● Written exercise
Leave out the pictures and repeat every record exactly.

** Start Record extracts **

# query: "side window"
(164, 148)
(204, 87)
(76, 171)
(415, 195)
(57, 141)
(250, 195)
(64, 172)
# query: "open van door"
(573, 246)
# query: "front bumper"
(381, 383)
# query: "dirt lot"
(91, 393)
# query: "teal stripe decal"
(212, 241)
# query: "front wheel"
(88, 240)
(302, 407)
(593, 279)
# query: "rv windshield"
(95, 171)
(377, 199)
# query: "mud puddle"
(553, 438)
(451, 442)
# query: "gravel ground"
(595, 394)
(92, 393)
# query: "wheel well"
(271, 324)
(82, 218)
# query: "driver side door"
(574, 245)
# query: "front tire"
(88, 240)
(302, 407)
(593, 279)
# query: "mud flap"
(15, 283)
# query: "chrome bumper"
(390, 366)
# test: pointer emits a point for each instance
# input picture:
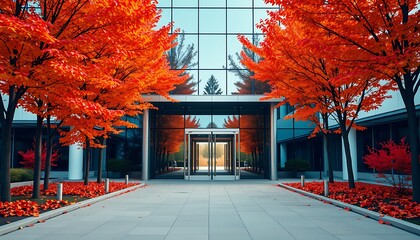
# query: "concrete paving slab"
(206, 210)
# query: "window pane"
(236, 84)
(185, 3)
(260, 3)
(239, 21)
(189, 86)
(212, 20)
(186, 20)
(187, 46)
(164, 3)
(259, 14)
(164, 19)
(212, 3)
(212, 51)
(239, 3)
(234, 47)
(220, 83)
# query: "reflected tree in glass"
(212, 87)
(252, 138)
(170, 138)
(182, 56)
(247, 85)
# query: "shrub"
(297, 165)
(116, 164)
(394, 158)
(21, 175)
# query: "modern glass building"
(218, 128)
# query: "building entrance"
(212, 154)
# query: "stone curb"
(407, 226)
(56, 212)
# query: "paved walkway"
(182, 210)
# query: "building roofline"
(210, 98)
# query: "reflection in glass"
(186, 20)
(183, 56)
(212, 51)
(244, 82)
(168, 149)
(239, 3)
(198, 121)
(239, 21)
(192, 122)
(219, 75)
(252, 146)
(164, 3)
(260, 14)
(212, 3)
(185, 3)
(230, 121)
(212, 21)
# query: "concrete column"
(283, 154)
(146, 131)
(353, 153)
(325, 154)
(273, 141)
(75, 162)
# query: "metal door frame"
(211, 132)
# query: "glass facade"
(168, 144)
(211, 27)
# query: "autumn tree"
(212, 87)
(307, 76)
(247, 85)
(94, 59)
(182, 56)
(381, 34)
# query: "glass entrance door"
(212, 154)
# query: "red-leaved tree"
(394, 158)
(29, 157)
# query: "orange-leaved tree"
(23, 35)
(382, 34)
(124, 60)
(301, 66)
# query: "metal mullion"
(226, 51)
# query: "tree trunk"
(345, 137)
(47, 169)
(414, 148)
(100, 160)
(5, 156)
(327, 148)
(87, 162)
(329, 162)
(38, 157)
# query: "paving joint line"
(395, 222)
(11, 227)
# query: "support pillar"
(146, 136)
(273, 142)
(283, 154)
(75, 162)
(353, 153)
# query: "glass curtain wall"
(167, 146)
(208, 31)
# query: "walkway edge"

** End Record extracts **

● Task solution
# query: "side window"
(164, 148)
(204, 87)
(76, 171)
(415, 195)
(57, 141)
(250, 195)
(64, 172)
# query: "open van door"
(573, 246)
# query: "front bumper"
(381, 383)
# query: "dirt lot"
(91, 393)
# query: "teal stripe decal"
(212, 241)
# query: "front wheel"
(88, 240)
(302, 407)
(593, 279)
# query: "rv windshield"
(95, 171)
(377, 199)
# query: "mud puddle"
(553, 438)
(451, 442)
# query: "gravel ground"
(595, 394)
(92, 393)
# query: "wheel well"
(271, 324)
(82, 218)
# query: "driver side door"
(574, 245)
# query: "front tire"
(88, 240)
(302, 407)
(593, 279)
# query: "mud flap"
(15, 283)
# query: "chrome bumper"
(390, 366)
# test: pointer emits a point for each instance
# input picture:
# query: "concrete paving slab"
(206, 210)
# query: "window pane"
(236, 84)
(185, 3)
(260, 3)
(239, 21)
(189, 86)
(212, 20)
(186, 20)
(187, 46)
(164, 3)
(259, 14)
(164, 19)
(212, 3)
(212, 51)
(239, 3)
(234, 47)
(220, 83)
# query: "reflected tree in glass"
(212, 87)
(252, 138)
(170, 138)
(182, 56)
(247, 85)
# query: "shrub"
(297, 165)
(116, 164)
(394, 158)
(21, 175)
# query: "modern glass building"
(218, 128)
# query: "building entrance"
(212, 154)
# query: "stone curb"
(407, 226)
(56, 212)
# query: "paved walkway"
(182, 210)
# query: "building roofline"
(210, 98)
# query: "reflection in glass"
(186, 20)
(183, 56)
(212, 51)
(244, 82)
(168, 149)
(239, 3)
(198, 121)
(239, 21)
(192, 122)
(219, 75)
(252, 146)
(164, 3)
(260, 14)
(212, 3)
(185, 3)
(230, 121)
(212, 21)
# query: "concrete column"
(283, 154)
(146, 131)
(353, 153)
(325, 154)
(273, 141)
(75, 162)
# query: "metal door frame"
(211, 132)
# query: "glass facade"
(168, 144)
(211, 27)
# query: "autumn tree"
(212, 87)
(307, 76)
(247, 85)
(94, 59)
(182, 56)
(381, 34)
# query: "glass entrance door"
(212, 154)
# query: "red-leaved tree"
(394, 158)
(29, 157)
# query: "orange-leaved tree"
(23, 35)
(382, 34)
(124, 60)
(301, 66)
# query: "metal mullion"
(226, 51)
# query: "tree trunk"
(345, 137)
(47, 169)
(414, 148)
(100, 160)
(5, 156)
(327, 148)
(87, 162)
(329, 162)
(38, 157)
# query: "paving joint line"
(395, 222)
(11, 227)
# query: "support pillar"
(146, 136)
(273, 142)
(283, 154)
(75, 162)
(353, 153)
# query: "glass curtain wall"
(167, 146)
(208, 31)
# query: "walkway edge"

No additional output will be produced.